WHAT TO PRODUCE –
Show each line in the listing below that contains the word "scoreboard", copied in full. Match case exactly.

## start SUPPLIED MATERIAL

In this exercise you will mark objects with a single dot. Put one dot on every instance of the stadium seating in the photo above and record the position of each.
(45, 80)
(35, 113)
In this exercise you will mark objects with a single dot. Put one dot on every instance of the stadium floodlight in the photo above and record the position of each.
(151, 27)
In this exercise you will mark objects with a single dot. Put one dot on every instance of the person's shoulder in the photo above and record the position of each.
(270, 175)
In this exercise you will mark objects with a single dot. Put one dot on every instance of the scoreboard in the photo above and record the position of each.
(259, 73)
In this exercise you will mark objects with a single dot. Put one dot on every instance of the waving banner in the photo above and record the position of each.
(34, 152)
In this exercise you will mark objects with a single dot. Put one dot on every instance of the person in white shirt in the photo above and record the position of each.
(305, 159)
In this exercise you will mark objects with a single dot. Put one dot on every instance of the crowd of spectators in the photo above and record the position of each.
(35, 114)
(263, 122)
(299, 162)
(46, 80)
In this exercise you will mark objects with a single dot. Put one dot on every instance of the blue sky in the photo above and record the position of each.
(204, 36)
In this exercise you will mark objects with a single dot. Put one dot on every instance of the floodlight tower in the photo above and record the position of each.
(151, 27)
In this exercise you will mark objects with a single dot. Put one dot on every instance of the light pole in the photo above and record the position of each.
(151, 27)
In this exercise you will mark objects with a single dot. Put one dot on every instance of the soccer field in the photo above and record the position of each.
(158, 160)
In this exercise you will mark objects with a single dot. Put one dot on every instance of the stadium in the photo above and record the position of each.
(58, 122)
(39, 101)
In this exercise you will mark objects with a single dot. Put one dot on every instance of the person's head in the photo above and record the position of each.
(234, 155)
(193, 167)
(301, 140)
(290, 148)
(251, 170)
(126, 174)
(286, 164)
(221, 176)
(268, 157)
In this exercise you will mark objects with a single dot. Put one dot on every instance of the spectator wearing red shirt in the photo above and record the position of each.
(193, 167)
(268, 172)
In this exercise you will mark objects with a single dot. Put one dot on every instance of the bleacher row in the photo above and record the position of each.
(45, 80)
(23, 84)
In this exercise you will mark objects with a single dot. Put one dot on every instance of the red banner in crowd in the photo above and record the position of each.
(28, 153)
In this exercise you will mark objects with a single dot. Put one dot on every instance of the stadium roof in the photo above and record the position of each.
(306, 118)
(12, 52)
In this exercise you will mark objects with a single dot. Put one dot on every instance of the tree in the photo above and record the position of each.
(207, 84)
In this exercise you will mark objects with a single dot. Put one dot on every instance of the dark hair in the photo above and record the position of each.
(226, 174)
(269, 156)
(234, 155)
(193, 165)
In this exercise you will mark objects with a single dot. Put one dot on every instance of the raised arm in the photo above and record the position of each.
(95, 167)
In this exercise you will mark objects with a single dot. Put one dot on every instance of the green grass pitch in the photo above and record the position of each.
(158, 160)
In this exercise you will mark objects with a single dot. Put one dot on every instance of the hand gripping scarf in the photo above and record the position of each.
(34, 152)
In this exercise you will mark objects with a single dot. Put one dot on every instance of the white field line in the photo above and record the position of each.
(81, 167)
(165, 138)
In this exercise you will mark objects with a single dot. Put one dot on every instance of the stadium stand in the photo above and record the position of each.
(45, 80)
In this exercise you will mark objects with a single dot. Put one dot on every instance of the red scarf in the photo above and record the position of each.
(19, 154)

## end SUPPLIED MATERIAL
## start SUPPLIED MATERIAL

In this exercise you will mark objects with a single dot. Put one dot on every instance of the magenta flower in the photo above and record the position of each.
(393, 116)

## end SUPPLIED MATERIAL

THE COMPLETED TASK –
In this exercise you will mark objects with a single dot. Put one dot on every instance of the scoreboard in the photo above and record the position of each.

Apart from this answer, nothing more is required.